§ YOUR INSTRUCTIONS
Pick out every line of the entries below that contains the string "woman", treating uppercase and lowercase as different, and copy each one.

— start of SUPPLIED INFORMATION —

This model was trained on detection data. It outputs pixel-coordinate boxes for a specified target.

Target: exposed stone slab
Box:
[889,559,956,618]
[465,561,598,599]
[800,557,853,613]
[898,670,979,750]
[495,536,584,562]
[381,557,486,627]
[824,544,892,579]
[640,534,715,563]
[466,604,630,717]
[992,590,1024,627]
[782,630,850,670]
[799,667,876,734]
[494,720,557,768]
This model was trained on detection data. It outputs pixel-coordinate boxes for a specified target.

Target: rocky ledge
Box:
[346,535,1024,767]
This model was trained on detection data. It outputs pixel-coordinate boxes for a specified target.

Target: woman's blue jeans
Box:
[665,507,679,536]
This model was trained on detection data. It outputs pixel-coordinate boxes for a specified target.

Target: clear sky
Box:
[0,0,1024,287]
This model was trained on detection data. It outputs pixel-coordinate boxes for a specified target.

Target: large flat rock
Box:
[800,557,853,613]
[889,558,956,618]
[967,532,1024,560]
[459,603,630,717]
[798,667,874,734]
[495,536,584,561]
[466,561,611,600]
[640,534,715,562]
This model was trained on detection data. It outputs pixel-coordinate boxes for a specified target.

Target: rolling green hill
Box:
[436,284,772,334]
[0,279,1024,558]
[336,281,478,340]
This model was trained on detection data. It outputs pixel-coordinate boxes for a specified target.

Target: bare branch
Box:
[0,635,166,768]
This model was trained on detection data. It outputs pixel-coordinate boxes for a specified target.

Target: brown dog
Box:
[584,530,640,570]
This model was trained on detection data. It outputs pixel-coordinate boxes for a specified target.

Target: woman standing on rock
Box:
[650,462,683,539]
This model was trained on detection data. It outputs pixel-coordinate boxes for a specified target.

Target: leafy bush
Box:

— end of SUPPLIED INFORMATION —

§ THE COMPLETED TASK
Target: woman's blue jeans
Target: woman standing on rock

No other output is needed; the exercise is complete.